__Document excerpt__
○ ○ ○

I'm going to use an electric burner to heat it with either AMNPS or cast iron pan for smoke.
 
Thanks for the feedback.  If I just used this for cold smoking, what temperature is it typically going to?  I think I saw 160-180 or so.  If I used the A-maz-N, could I use that right inside of the smoke house or would it create too much smoke?

I do think I'll cut it down and make a smaller unit.  Maybe just get one unit and cut that in half and invert it.  That would give me a 2x4x8, but I could cut the height down too if I needed.

Pops, I saw your smokehouse build, how hot have you had temps in that unit?  Now that it's seasoned is there less concern about toxins being released from the heat?

○ ○ ○

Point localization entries
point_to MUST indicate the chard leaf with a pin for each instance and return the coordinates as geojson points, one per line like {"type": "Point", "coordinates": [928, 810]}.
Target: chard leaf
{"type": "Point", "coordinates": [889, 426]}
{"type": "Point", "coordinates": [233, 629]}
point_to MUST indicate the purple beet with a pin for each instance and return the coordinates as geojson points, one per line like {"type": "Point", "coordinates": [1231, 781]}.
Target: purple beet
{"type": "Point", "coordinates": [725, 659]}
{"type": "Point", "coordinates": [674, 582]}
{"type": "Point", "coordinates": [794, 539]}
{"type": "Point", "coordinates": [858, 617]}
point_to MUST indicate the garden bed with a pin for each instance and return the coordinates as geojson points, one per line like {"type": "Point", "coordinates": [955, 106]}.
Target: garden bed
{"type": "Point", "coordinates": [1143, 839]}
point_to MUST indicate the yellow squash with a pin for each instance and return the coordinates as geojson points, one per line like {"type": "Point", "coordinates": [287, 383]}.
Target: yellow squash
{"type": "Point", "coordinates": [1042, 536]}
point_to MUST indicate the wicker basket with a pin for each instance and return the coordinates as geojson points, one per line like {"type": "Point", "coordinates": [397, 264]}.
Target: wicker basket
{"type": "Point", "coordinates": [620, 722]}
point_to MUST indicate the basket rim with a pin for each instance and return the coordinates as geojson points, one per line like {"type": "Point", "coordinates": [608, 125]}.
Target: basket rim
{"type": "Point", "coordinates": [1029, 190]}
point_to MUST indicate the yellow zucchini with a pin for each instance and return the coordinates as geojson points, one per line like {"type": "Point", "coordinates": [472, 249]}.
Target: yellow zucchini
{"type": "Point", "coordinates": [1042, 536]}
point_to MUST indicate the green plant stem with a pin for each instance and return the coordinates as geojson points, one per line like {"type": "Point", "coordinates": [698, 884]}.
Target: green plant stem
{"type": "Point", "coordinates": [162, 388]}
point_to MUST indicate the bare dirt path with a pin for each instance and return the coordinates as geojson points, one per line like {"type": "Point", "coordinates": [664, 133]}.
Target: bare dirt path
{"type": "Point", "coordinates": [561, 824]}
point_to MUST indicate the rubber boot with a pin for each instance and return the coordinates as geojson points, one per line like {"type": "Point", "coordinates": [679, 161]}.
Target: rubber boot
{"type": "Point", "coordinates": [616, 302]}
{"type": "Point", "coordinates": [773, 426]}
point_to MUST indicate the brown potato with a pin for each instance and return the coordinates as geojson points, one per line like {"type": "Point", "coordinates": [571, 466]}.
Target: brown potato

○ ○ ○

__What you will do__
1. Answer these questions from the smokehouse post:
(a) What does the writer plan to use to heat the smokehouse?
(b) What temperature range does the writer recall seeing for cold smoking?
(c) What dimensions would result from cutting one unit in half and inverting it?
2. Continue the smokehouse post from where it stops.

__Answer list__
1.
(a) An electric burner
(b) 160-180 or so
(c) 2x4x8

2.
I typically run the unit 225° to 270° or so.  Did the initial burnoff and the emissions lasted maybe 10 minutes at the most; absolutely nothing after that and have done more than 100 smokes on it now.  It just isn't a big deal at all.  The only fumes I smell are from the smoking wood I'm burning and trying to get to smolder and smoke, lol!  It is just exceedingly simple!  I did replace the drip pans yesterday, was at the Dollar store and picked up two turkey roaster pans, buckapiece.   Sweep it out now and then, but that's about it!  Biggest thing is catching the drippings successfully and it does that quite well and minimizes the chance of fire by not having grease dripping from anything.